**SELECTION**
** BEGIN **

# RS SPL meter source?



## BK_856er (Oct 23, 2009)

Any tips on how to save a few bucks on the RS meter? It looks like I can get it from either RS or SVS, but I'm wondering if there are also other sources. Not interested in the ebay route.

BK


----------



## Wayne A. Pflughaupt (Apr 13, 2006)

Well, since Radio Shack is the only store that sells the Radio Shack meter, you obviously can't shop around for the best price. So your only options are:

1. Pay list.
2. Wait for them to put it on sale.
3. Buy a used one.

A few other vendors offer essentially the same meter, but as far as I've seen they're about the same price. The downside to theirs is that if you want to use it with REW, there's no way to know for sure if our calibration files are accurate for them.

Regards,
Wayne


----------



## BK_856er (Oct 23, 2009)

At least one other place sells the RS meter, although at the same price as RS - SVS.

Sometimes vendors will have incentives for signing up for their newsletter, etc., or maybe there is a source beyond the two already mentioned. As a case in point, after registering my new E-MU Tracker Pre and signing up for their newsletter they (Creative) sent me a code good for free shipping and 10% off my next order. Every little bit helps...

BK


----------

** END **

**AVAILABLE DATA**
** BEGIN **

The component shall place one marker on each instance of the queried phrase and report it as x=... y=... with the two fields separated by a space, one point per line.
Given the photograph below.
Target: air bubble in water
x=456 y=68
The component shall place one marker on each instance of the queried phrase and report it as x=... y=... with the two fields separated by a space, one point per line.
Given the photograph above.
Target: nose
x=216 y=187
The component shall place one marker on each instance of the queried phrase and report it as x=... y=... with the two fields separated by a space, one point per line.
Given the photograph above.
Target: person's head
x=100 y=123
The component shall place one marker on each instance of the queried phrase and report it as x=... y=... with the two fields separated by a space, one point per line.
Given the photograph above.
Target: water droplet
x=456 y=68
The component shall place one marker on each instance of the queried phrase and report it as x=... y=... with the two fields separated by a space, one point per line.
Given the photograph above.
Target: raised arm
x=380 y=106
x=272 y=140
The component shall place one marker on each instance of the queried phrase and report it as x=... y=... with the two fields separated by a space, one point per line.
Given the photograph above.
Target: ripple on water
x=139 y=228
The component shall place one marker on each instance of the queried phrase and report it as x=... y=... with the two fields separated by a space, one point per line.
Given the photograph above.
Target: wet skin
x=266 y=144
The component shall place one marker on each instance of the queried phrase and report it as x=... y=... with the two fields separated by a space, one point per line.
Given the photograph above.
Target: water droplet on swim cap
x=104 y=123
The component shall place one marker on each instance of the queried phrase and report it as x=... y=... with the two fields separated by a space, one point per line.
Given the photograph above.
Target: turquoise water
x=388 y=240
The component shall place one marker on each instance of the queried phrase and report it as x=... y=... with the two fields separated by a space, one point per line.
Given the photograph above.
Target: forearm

** END **
** BEGIN **

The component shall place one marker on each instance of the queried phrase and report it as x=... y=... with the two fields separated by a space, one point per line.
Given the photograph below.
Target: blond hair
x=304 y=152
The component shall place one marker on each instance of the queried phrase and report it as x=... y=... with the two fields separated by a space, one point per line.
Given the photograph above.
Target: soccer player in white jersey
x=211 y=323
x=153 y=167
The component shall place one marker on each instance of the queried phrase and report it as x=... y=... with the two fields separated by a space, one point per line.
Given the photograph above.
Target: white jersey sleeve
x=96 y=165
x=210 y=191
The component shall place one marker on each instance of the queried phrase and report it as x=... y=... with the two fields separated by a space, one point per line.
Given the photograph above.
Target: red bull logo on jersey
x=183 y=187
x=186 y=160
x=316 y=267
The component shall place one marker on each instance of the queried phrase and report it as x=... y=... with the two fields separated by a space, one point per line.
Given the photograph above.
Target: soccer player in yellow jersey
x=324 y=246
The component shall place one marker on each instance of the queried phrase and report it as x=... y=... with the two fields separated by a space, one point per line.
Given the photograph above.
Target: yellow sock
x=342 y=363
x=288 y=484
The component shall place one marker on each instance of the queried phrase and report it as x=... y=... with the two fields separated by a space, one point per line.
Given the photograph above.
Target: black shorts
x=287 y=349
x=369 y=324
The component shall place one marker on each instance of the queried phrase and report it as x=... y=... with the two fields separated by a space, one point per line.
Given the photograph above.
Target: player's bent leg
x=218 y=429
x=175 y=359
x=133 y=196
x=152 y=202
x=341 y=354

** END **

**COMPLETE THE FOLLOWING**
[1] Retype the portion of the SPL meter thread that begins at the words "Any tips on" and stops after "1. Pay list.".
[2] Find each line in the listing that contains the string "jersey" and copy those lines, treating uppercase and lowercase as different.

**TASK SOLUTIONS**
[1]
Any tips on how to save a few bucks on the RS meter? It looks like I can get it from either RS or SVS, but I'm wondering if there are also other sources. Not interested in the ebay route.

BK


----------



## Wayne A. Pflughaupt (Apr 13, 2006)

Well, since Radio Shack is the only store that sells the Radio Shack meter, you obviously can't shop around for the best price. So your only options are:

1. Pay list.

[2]
Target: soccer player in white jersey
Target: white jersey sleeve
Target: red bull logo on jersey
Target: soccer player in yellow jersey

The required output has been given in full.